━━━━━ Data for this task
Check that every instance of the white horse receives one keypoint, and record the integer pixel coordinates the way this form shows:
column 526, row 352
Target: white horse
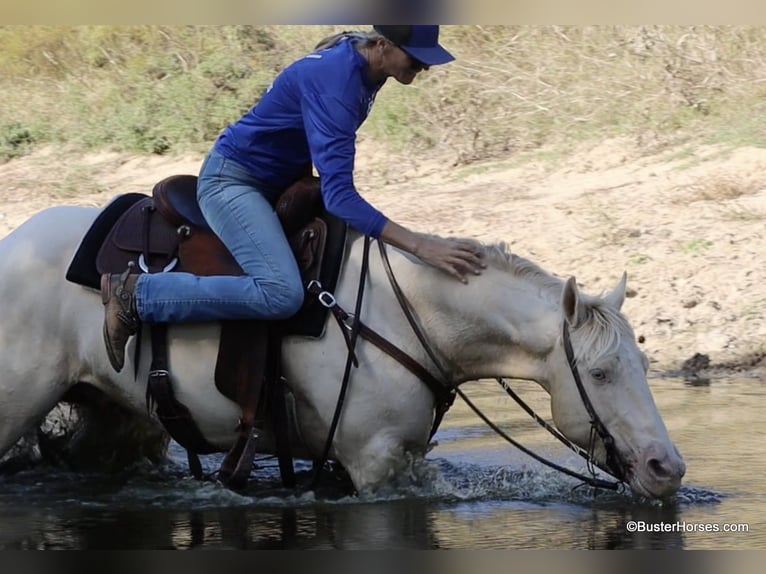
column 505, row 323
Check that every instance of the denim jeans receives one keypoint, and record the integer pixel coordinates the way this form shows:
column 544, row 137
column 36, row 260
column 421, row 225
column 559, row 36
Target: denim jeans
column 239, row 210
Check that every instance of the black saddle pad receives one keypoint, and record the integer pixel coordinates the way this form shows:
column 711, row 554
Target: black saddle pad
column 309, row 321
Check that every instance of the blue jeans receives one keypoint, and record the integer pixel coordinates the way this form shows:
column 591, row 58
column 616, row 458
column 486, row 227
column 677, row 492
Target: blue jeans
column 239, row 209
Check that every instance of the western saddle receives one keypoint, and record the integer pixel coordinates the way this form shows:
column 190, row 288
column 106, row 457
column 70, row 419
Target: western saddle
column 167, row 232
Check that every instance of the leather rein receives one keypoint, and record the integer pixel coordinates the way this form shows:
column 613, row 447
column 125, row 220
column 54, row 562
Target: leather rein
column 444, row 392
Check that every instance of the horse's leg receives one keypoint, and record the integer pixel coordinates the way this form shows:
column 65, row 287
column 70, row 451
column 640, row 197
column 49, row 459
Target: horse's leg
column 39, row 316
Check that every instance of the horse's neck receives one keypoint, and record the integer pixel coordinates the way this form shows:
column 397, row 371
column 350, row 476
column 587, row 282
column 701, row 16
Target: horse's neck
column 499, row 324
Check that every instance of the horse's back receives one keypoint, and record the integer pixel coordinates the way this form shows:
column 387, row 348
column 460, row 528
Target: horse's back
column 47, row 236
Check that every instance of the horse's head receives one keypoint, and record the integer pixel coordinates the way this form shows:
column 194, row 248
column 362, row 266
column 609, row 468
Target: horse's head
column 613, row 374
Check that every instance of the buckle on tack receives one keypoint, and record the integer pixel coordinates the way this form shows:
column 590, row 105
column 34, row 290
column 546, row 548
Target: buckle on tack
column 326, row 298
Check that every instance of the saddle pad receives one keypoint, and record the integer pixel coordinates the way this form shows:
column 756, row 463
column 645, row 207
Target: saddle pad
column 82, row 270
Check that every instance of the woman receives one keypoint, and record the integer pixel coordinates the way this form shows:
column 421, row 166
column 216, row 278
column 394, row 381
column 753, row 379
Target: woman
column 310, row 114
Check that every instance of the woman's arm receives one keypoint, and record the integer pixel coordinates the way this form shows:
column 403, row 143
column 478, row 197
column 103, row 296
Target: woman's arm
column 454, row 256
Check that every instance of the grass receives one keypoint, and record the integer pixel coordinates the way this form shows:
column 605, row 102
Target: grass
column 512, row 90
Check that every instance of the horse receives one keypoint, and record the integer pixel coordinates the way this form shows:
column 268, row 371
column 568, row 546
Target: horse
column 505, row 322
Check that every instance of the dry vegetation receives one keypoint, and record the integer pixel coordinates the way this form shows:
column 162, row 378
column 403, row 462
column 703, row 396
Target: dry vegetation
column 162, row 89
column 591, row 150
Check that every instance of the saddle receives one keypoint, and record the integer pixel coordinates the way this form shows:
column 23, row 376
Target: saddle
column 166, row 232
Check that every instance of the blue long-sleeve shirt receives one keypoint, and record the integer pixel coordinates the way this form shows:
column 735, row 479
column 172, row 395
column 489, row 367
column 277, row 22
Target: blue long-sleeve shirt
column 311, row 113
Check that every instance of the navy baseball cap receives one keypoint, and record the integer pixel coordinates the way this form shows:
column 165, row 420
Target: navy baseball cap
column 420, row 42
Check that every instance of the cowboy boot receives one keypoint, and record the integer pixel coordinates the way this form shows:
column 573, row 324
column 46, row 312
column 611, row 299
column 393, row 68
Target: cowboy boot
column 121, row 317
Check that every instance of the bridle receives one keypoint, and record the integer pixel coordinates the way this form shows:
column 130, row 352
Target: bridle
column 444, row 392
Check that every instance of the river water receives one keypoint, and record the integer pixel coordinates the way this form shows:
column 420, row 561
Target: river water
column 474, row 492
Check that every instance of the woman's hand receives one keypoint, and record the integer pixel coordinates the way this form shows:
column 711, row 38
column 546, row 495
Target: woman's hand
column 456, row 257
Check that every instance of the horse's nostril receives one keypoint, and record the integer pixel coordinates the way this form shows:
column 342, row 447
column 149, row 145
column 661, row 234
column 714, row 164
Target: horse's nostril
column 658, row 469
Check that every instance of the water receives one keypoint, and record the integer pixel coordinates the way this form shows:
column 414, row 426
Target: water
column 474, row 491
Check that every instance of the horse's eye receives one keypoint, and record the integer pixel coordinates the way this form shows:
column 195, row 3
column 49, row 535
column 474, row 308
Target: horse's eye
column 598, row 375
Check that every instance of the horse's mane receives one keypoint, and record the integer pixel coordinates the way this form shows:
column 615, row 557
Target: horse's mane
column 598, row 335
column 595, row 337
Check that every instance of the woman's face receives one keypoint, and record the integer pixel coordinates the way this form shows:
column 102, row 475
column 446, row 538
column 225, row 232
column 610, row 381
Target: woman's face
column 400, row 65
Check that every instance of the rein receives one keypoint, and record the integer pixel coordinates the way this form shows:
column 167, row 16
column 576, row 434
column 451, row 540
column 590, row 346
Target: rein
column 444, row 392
━━━━━━━━━━
━━━━━ Data for this task
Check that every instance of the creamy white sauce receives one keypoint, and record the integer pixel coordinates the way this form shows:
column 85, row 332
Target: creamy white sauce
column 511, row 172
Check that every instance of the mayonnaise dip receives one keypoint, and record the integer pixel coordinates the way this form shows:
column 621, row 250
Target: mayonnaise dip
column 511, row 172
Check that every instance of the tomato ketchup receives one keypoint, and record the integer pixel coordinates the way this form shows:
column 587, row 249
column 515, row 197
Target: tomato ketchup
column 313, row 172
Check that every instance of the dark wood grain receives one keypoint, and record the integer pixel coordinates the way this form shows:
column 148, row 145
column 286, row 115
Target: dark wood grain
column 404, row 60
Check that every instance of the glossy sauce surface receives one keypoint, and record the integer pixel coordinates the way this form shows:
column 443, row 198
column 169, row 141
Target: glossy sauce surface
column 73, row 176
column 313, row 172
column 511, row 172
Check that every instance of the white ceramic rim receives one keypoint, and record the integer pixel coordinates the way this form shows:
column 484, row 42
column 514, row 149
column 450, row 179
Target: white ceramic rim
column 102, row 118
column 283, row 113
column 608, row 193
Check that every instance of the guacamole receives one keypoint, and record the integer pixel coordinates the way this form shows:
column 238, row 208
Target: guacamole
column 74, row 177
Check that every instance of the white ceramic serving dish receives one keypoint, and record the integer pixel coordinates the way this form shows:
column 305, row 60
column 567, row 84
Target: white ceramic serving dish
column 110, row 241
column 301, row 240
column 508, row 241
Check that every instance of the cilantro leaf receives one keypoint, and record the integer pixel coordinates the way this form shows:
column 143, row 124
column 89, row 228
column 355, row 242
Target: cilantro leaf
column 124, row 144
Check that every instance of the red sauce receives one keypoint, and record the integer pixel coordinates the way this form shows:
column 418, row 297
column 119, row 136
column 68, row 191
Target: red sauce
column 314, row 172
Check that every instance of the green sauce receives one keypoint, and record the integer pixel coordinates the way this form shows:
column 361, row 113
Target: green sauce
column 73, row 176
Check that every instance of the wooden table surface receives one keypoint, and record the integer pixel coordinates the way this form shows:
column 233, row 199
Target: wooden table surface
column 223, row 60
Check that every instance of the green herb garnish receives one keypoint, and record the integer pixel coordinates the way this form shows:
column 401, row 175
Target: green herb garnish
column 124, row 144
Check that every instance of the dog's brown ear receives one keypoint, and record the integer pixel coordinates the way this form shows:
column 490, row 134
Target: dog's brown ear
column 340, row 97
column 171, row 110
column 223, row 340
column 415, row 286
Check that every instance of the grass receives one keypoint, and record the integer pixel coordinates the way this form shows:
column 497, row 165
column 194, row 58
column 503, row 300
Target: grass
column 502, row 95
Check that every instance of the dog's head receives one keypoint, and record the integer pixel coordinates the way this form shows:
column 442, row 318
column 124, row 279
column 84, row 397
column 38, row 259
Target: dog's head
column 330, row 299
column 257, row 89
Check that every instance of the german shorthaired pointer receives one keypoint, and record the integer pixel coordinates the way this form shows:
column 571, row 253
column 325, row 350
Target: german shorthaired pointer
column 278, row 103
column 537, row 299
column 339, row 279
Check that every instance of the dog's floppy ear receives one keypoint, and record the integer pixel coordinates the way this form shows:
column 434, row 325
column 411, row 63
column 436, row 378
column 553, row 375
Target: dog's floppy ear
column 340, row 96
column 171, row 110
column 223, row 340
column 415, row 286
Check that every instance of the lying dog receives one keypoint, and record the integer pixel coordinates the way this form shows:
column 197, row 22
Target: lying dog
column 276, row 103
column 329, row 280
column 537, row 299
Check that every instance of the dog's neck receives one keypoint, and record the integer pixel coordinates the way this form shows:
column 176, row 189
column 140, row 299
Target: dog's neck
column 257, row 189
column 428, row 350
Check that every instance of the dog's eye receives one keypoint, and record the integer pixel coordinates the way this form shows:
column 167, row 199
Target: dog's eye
━━━━━━━━━━
## Problem requirements
Begin at the line that has "Check that every instance of the tomato" in the entries above; stop after the line that has "column 148, row 145". Transcribe exactly those lines and no others.

## Solved problem
Check that every instance of the tomato ketchup receives one keypoint, and record the integer pixel coordinates the way this form shows:
column 587, row 249
column 515, row 197
Target: tomato ketchup
column 313, row 172
Check that every instance of the dark wood grain receives one keypoint, and record the integer pixel coordinates the way this form shows:
column 148, row 145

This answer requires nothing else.